### PROBLEM DETAILS:
Copy out every line of the rows below that contains the word "vegetation".

### WORKING DATA:
⟨
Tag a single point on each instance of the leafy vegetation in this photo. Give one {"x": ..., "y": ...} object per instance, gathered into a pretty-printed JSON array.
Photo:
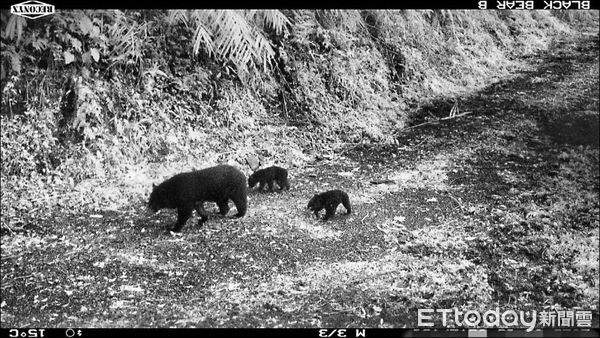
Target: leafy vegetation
[{"x": 495, "y": 208}]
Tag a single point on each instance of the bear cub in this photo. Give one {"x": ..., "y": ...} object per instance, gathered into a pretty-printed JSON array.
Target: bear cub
[
  {"x": 189, "y": 190},
  {"x": 268, "y": 176},
  {"x": 329, "y": 201}
]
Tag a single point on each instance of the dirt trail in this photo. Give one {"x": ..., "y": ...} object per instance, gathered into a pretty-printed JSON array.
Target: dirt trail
[{"x": 497, "y": 208}]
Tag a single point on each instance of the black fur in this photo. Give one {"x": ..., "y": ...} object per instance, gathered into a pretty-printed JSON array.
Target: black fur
[
  {"x": 329, "y": 201},
  {"x": 187, "y": 190},
  {"x": 269, "y": 176}
]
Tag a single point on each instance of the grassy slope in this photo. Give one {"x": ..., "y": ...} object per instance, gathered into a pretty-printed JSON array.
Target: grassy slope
[{"x": 486, "y": 210}]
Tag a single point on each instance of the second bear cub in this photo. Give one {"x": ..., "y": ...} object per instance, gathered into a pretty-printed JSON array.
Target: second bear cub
[{"x": 329, "y": 201}]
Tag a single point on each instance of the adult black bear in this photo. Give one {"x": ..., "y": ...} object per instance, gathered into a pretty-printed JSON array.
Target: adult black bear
[
  {"x": 187, "y": 190},
  {"x": 329, "y": 201},
  {"x": 269, "y": 176}
]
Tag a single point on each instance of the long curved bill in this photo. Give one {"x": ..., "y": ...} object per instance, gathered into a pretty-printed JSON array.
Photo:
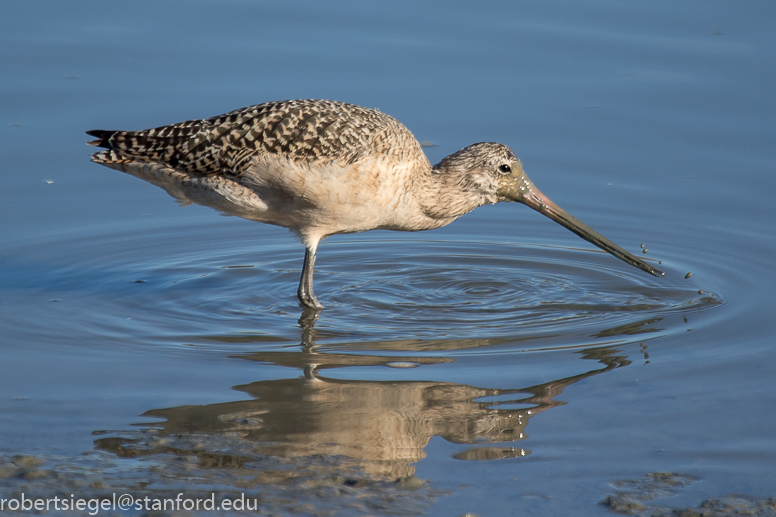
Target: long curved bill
[{"x": 533, "y": 198}]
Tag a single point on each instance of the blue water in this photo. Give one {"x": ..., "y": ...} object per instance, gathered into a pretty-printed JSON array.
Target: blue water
[{"x": 499, "y": 363}]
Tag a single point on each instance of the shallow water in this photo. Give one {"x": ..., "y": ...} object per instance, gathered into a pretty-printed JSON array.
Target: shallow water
[{"x": 496, "y": 366}]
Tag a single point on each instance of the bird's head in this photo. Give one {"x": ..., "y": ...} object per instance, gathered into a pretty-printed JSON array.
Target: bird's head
[{"x": 491, "y": 172}]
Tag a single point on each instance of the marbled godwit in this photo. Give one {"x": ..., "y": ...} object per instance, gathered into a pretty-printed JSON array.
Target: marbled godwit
[{"x": 321, "y": 167}]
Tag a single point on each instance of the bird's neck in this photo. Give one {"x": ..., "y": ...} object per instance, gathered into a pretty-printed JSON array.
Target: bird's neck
[{"x": 449, "y": 194}]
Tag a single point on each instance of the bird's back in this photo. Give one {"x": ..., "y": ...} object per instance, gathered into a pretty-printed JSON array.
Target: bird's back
[{"x": 310, "y": 131}]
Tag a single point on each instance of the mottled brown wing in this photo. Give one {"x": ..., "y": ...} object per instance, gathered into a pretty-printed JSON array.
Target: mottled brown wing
[{"x": 299, "y": 130}]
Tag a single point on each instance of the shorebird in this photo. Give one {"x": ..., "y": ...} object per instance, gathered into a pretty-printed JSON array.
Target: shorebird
[{"x": 320, "y": 168}]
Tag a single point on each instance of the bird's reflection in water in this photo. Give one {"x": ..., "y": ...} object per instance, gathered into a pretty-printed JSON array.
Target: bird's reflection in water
[{"x": 380, "y": 426}]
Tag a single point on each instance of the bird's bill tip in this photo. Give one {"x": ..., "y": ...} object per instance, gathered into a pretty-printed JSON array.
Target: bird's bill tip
[{"x": 535, "y": 199}]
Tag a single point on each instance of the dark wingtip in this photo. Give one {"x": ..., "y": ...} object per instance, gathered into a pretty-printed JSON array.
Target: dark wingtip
[{"x": 103, "y": 138}]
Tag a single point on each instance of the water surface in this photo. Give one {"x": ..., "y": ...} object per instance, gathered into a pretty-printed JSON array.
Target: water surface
[{"x": 496, "y": 366}]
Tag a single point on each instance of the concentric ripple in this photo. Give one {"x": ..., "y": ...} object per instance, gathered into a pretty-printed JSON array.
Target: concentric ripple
[{"x": 177, "y": 287}]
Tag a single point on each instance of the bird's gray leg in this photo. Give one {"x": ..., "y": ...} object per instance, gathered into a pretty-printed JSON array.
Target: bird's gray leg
[{"x": 305, "y": 292}]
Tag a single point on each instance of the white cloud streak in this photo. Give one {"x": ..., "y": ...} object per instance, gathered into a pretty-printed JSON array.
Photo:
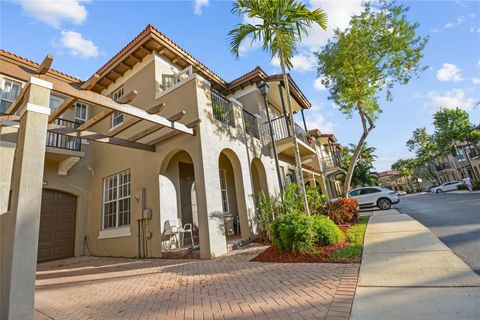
⟩
### OUTPUT OF THE EXERCISE:
Tag a single point on each instance of the leafy vegetation in this photo. Give one {"x": ..., "y": ...} object per instance, gathered into a pretty-printed JSON array.
Target: leafy vegetation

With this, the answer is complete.